EXERCISE GOAL: A verbatim repetition of the data below is requested, without images.
** Opening DATA TO EXAMINE block **
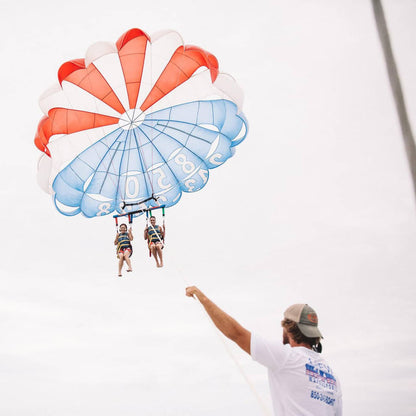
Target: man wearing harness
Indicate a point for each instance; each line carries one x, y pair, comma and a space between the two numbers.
301, 381
155, 234
124, 249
** Closing DATA TO EXAMINE block **
EXERCISE RESPONSE:
Target: man wearing harness
Indicate a point for each instance; each line carries one x, y pair, comma and a space between the two numbers.
301, 381
155, 234
124, 249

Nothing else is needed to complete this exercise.